### Text excerpt

..........

“I AM PROUD TO FOLLOW IN THE FOOTSTEPS OF AMBROGIO BECCARIA!”
Since his victorious arrival in the second stage at 1:26 am (Paris time) last night, Luca Rosetti (998 – Race = Care) had no choice but to wait, watch in hand, for his direct competitors to cross the line with gaps large enough to make up for the delay he had accumulated in the first act to determine his final ranking.
By midday this Sunday, the doubt finally lifted, and the sailor received confirmation (pending jury approval) of his victory in the 24th edition of La Boulangère Mini Transat in the Series category. The contract is fully fulfilled for the Italian, who becomes the eighth foreigner and the second representative of his country to win the event after the successful Ambrogio Beccaria!
The verdict is in: Bruno Lemunier (893 – Kalisto & Aérofab) and Michaël Gendebien (921 – Barillec Marine – Actemium), with whom you were in contention for victory, will ultimately finish behind you. How do you feel?
“It’s relatively indescribable. In the last few hours, it’s true that I spent time watching my watch and doing some calculations, but it didn’t stress me out more than that. I already had the satisfaction of how I managed my race and, by extension, the feeling of a job well done, which was essential for me. After my first Mini Transat in 2019, I chose to relaunch a project, but this time fully focused on performance rather than the adventure side. I came with strong ambitions, and I didn’t hide my goals of victory. In the first stage, I showed that I was in the game. I led the fleet for a long time before facing the weather’s uncertainties at the end of the course and paying dearly for my East option, like many others. In the second stage, I really made the difference. I had good feelings. At times, I even felt literally in a state of grace. Everything generally went well, and I didn’t have major technical issues. Of course, I experienced some difficult moments. It’s normal when you spend 14 days alone at sea. There were doubts, moments of solitude, but in the end, these are things that you also seek when you embark on such an endeavor.”

..........

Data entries
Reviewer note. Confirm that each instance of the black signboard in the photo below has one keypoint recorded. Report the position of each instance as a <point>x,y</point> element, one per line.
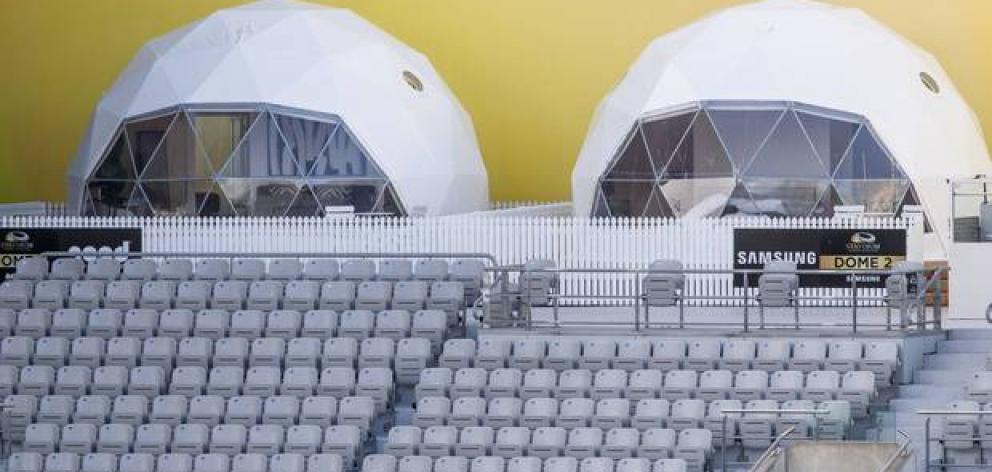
<point>810,249</point>
<point>17,243</point>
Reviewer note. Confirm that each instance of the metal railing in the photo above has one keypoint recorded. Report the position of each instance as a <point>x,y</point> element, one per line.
<point>748,297</point>
<point>929,439</point>
<point>773,447</point>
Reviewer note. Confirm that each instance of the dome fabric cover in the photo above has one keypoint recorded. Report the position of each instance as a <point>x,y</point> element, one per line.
<point>327,61</point>
<point>806,52</point>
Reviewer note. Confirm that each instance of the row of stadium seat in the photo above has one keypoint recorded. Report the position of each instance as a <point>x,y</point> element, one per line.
<point>173,410</point>
<point>213,324</point>
<point>143,462</point>
<point>191,381</point>
<point>232,295</point>
<point>671,354</point>
<point>606,413</point>
<point>109,268</point>
<point>820,385</point>
<point>19,351</point>
<point>476,441</point>
<point>387,463</point>
<point>228,439</point>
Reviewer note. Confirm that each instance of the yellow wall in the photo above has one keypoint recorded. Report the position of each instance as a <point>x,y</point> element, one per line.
<point>530,72</point>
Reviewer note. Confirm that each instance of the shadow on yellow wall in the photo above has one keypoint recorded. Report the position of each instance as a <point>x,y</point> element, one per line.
<point>530,72</point>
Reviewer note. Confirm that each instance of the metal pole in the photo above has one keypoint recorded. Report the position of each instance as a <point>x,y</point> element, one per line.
<point>746,299</point>
<point>854,303</point>
<point>723,443</point>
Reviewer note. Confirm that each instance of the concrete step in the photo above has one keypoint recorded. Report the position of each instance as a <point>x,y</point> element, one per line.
<point>972,346</point>
<point>930,391</point>
<point>956,361</point>
<point>970,334</point>
<point>943,377</point>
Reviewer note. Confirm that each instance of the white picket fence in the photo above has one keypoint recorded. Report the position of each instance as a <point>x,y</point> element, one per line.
<point>619,243</point>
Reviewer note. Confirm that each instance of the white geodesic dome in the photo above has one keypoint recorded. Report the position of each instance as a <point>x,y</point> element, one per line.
<point>810,67</point>
<point>278,107</point>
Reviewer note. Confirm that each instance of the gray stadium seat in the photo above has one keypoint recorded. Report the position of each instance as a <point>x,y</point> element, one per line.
<point>129,409</point>
<point>303,439</point>
<point>206,409</point>
<point>409,295</point>
<point>303,352</point>
<point>358,270</point>
<point>662,286</point>
<point>228,439</point>
<point>51,351</point>
<point>212,269</point>
<point>55,409</point>
<point>321,269</point>
<point>264,295</point>
<point>110,380</point>
<point>395,270</point>
<point>320,324</point>
<point>174,462</point>
<point>115,438</point>
<point>337,382</point>
<point>434,382</point>
<point>86,294</point>
<point>231,352</point>
<point>228,295</point>
<point>284,269</point>
<point>99,462</point>
<point>667,354</point>
<point>103,268</point>
<point>16,350</point>
<point>67,269</point>
<point>211,463</point>
<point>169,409</point>
<point>50,294</point>
<point>470,274</point>
<point>538,383</point>
<point>176,324</point>
<point>393,324</point>
<point>78,438</point>
<point>31,268</point>
<point>611,413</point>
<point>340,352</point>
<point>247,324</point>
<point>175,269</point>
<point>87,351</point>
<point>158,294</point>
<point>122,294</point>
<point>265,439</point>
<point>62,462</point>
<point>343,440</point>
<point>319,411</point>
<point>285,324</point>
<point>457,353</point>
<point>247,269</point>
<point>475,441</point>
<point>139,270</point>
<point>190,439</point>
<point>657,443</point>
<point>301,295</point>
<point>193,294</point>
<point>16,294</point>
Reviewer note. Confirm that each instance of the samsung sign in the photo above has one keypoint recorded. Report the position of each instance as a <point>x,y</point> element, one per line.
<point>18,243</point>
<point>830,249</point>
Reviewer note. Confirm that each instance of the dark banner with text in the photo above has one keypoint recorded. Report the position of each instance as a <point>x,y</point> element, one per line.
<point>17,243</point>
<point>833,249</point>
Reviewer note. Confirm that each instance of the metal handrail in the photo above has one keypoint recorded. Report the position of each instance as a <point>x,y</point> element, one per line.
<point>900,452</point>
<point>273,255</point>
<point>772,448</point>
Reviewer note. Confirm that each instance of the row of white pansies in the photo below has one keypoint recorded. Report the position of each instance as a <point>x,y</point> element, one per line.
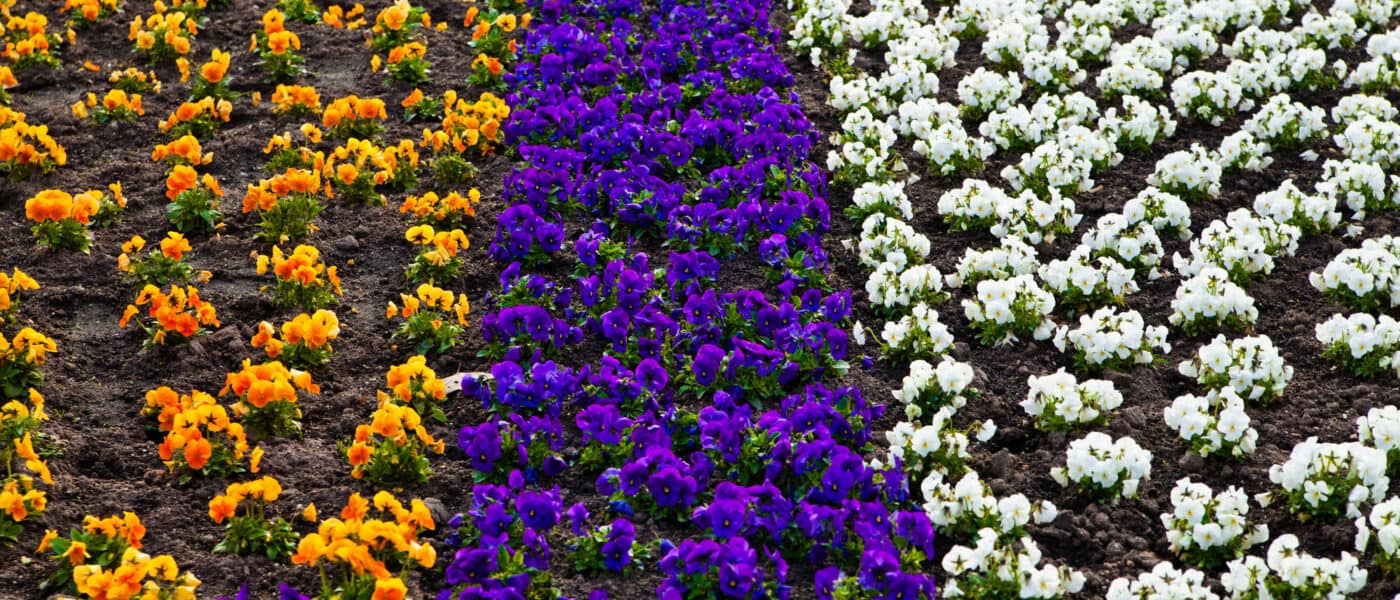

..........

### Challenges
a) Quote the Mini Transat article word for word, between "The verdict is" and "do you feel?", inclusive.
b) Extend the Mini Transat article, picking up after its final sentence.

### Task-by-task outputs
a)
The verdict is in: Bruno Lemunier (893 – Kalisto & Aérofab) and Michaël Gendebien (921 – Barillec Marine – Actemium), with whom you were in contention for victory, will ultimately finish behind you. How do you feel?

b)
There seems to be a lot of contained joy…
“Undoubtedly. Winning the Mini Transat is no small feat! If I look behind me and see all the sacrifices I’ve made to get here, it’s quite incredible. This victory is a great reward! What I feel is not easy to express. It is in Italian, and even more so in French for me. I couldn’t have hoped to conclude my four years on the Mini 6.50 circuit in a more beautiful way!”
At the start in La Palma, you had a 15-hour and 5-minute gap behind the leader, Belgian Michaël Gendebien. What was your mindset heading into the sea?
“I was well aware that such a gap was not neutral, but I relativized it. It was ultimately not that large on the scale of the Atlantic, but I knew that the weather scenario would condition many things. If the trade winds had been established from the beginning, we would all have committed to the trade winds highway, and it would have been a speed race where it would have been impossible to really make a difference. There, when I understood that after El Hierro, two strategic options were emerging, I knew I had a chance. As I had navigated well in the first stage and that hadn’t materialized in terms of results, I thought my “success” capital was still intact. I went full throttle all the time. I never let go. I had a good start. In the calm of the first miles, I lost a bit, but then I made my option to the north, and it turned out to be a winner!”
By winning (pending jury approval) this 2023 edition of La Boulangère Mini Transat in the Series boat, you become the second Italian after Ambrogio Beccaria to achieve such a feat. There must be a sense of pride?
“A lot! It’s great, and it’s great to see that a foreigner also wins in the Proto category with the Uruguayan Federico Waksman! This period is rather prosperous for Italian sailing because Ambrogio, but also Alberto Bona and Alberto Riva, are achieving great things on the biggest races in Class40. I am happy to contribute to the promotion of my country in offshore racing.”
What about the future? Do you already have projects in mind?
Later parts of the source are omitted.